Stored dataset items
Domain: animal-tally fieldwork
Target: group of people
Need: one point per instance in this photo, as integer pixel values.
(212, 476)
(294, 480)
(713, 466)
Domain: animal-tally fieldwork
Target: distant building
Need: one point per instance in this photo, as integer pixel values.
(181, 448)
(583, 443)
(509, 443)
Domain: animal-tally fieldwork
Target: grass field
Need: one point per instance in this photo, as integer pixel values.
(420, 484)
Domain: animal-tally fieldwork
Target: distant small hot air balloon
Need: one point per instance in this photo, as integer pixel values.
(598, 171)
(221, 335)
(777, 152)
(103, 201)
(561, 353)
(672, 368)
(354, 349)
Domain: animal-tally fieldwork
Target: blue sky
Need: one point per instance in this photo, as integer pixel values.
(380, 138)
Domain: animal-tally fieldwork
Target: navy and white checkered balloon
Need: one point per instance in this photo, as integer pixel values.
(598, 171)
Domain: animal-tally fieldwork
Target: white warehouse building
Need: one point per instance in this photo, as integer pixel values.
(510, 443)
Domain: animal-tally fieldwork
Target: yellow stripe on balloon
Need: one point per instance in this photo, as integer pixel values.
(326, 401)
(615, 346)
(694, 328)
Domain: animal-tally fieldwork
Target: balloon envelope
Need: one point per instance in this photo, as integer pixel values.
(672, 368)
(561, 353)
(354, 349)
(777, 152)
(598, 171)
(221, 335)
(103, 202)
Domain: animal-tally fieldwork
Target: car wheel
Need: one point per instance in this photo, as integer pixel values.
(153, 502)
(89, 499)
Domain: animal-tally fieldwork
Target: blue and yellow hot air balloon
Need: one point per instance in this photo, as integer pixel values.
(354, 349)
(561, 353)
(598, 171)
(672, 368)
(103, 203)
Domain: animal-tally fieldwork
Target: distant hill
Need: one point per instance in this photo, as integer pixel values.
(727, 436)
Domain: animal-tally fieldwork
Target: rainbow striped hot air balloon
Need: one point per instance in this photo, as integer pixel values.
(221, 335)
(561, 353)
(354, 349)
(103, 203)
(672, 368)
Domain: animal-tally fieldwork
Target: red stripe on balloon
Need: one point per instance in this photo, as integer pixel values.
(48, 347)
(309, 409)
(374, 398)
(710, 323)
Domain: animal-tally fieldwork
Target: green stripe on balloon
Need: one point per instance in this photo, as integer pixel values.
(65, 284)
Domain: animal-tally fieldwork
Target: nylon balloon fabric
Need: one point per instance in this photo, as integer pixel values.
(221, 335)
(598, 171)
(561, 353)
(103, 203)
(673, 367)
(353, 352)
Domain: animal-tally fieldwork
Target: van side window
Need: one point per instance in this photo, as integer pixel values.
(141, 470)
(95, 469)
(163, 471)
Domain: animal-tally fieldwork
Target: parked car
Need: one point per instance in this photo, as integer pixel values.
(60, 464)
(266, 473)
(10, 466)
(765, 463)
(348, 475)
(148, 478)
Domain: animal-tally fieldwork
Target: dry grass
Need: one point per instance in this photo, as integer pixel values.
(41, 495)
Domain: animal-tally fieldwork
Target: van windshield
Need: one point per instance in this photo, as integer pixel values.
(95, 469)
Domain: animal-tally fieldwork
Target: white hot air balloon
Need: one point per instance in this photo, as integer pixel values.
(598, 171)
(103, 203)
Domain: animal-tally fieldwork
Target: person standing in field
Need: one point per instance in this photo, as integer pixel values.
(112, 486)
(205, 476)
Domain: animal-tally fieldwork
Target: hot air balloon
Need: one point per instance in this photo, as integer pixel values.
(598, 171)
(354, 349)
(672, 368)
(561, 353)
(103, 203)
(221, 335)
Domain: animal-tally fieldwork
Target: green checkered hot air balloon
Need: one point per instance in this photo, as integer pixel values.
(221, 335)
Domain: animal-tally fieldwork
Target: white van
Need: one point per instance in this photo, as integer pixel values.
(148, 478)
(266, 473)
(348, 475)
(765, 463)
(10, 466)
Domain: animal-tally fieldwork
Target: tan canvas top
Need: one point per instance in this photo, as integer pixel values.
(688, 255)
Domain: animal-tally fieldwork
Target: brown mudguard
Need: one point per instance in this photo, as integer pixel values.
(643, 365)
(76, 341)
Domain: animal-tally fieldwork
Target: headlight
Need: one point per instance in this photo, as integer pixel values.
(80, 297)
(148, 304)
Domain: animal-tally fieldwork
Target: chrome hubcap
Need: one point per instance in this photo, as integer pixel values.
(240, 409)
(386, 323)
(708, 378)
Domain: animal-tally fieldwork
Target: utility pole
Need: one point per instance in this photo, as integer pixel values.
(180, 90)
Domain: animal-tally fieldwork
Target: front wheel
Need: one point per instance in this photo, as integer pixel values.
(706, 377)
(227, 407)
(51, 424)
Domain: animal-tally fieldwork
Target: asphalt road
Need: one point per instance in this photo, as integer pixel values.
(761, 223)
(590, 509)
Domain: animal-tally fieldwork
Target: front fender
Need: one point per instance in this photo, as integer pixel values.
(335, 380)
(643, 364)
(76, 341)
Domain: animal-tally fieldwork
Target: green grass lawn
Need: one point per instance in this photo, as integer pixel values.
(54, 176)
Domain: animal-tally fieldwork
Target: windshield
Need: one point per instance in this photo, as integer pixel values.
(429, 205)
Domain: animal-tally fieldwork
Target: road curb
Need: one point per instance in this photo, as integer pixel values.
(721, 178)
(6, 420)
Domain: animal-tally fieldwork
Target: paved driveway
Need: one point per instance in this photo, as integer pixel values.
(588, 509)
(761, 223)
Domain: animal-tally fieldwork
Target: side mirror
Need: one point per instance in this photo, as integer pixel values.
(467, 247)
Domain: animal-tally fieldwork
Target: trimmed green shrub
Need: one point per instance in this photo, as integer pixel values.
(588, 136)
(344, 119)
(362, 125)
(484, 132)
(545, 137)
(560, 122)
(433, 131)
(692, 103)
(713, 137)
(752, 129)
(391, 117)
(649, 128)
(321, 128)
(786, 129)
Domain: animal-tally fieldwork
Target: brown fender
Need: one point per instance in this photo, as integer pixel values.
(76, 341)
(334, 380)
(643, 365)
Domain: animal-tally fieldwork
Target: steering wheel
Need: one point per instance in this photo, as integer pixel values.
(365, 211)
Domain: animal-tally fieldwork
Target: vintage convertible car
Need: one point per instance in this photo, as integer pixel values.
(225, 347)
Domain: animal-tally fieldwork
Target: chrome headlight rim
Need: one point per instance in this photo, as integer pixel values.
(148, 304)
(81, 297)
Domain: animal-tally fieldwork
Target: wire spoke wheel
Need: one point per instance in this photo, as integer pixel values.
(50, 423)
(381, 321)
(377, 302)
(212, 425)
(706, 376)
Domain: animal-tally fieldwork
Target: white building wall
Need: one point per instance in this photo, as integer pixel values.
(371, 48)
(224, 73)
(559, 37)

→ Task to complete
Throughout the data above, find each line that includes the string "grass"; state only how many there are.

→ Written reply
3